**Exercise task A:** Count the lines of the entries below that contain the string "mirror", treating uppercase and lowercase as distinct, and give only that number.

**Text segment:**
____________

The enormous reservoir of magma that triggers a volcanic super-eruption can only exist for a few hundred or thousand years, a new U.S. study suggests.

When supervolcanoes erupt, they can send out more than 100 times the matter that comes from a regular eruption, with the potential to affect Earth’s climate and even wipe out humanity.

The magma chamber develops between a half and three miles below ground, typically forming a pancake shape between 10 and 25 miles wide. Previously, it was thought to bubble away for 100,000 to 200,000 years prior to an eruption.

“Our study suggests that when these exceptionally large magma pools form they are ephemeral and cannot exist very long without erupting,” said research leader Guilherme Gualda at Vanderbilt University in a press release.

Once formed, the body of molten rock develops bubbles and crystals that alter the magma’s properties. Currently, there is no known magma pool without crystals that could produce a super-eruption, implying that these pools do not have such a long lifetime.

Gualda’s team examined the remains of the Long Valley super-eruption from 760,000 years ago at the Bishop Tuff in California.

Previous age estimates were made based on radioactive decay in zircon crystals, but as they are resilient to the conditions in a magma reservoir, they are actually not useful for measuring its age.

Instead, the researchers looked at quartz crystallization rates, which reveal changes in the crust prior to pool formation. They found that the chamber took between 500 and 3,000 years to form.

“The fact that the process of magma body formation occurs in historical time, instead of geological time, completely changes the nature of the problem,” Gualda said.

In conclusion, the researchers said that geologists should monitor potential supervolcano areas more regularly to gain warning in case a magma reservoir of such proportions develops.

The study was published in the journal PLoS ONE on May 30.

____________

Location annotation dataset excerpts
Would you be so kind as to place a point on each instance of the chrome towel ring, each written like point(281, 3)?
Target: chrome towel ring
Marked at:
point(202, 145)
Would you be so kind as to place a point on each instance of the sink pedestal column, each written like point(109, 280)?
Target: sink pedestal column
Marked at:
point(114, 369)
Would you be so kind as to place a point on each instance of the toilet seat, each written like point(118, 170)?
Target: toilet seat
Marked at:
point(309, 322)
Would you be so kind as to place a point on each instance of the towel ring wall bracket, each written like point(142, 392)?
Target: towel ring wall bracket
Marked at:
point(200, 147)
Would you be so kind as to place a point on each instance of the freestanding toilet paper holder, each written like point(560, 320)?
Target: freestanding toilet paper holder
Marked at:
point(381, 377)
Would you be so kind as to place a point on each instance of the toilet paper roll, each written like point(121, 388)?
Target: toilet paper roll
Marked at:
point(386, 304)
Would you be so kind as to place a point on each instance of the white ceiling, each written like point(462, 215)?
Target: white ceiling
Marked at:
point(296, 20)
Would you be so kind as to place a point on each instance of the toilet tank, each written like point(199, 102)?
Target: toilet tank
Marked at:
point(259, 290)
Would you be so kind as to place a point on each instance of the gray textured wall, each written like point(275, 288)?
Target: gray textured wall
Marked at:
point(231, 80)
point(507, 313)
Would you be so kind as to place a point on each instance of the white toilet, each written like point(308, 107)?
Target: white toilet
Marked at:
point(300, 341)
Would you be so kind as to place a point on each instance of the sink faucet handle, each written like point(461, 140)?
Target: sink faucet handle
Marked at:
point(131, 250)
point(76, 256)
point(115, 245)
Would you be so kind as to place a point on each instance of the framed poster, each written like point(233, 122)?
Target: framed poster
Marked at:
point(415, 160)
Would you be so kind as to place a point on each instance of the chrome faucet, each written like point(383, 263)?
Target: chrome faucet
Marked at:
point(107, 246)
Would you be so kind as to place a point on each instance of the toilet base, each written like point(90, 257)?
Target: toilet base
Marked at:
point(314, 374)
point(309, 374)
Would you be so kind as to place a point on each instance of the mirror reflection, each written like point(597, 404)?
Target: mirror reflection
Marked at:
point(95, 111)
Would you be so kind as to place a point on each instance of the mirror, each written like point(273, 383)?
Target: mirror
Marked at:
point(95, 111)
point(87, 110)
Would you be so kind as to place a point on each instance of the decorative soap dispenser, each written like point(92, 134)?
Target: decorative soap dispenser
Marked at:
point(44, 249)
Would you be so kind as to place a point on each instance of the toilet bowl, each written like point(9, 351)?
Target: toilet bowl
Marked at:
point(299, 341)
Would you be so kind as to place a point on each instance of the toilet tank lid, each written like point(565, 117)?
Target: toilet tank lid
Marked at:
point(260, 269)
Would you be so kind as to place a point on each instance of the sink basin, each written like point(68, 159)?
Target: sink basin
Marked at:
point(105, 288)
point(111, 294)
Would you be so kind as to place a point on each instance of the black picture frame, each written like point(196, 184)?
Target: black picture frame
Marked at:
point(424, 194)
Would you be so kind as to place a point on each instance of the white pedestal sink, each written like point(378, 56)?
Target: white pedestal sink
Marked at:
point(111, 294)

____________

**Exercise task B:** Reproduce the passage above on supervolcano magma reservoirs verbatim, from "When supervolcanoes erupt, they" to "a press release.".

**Correct result A:** 4

**Correct result B:**
When supervolcanoes erupt, they can send out more than 100 times the matter that comes from a regular eruption, with the potential to affect Earth’s climate and even wipe out humanity.

The magma chamber develops between a half and three miles below ground, typically forming a pancake shape between 10 and 25 miles wide. Previously, it was thought to bubble away for 100,000 to 200,000 years prior to an eruption.

“Our study suggests that when these exceptionally large magma pools form they are ephemeral and cannot exist very long without erupting,” said research leader Guilherme Gualda at Vanderbilt University in a press release.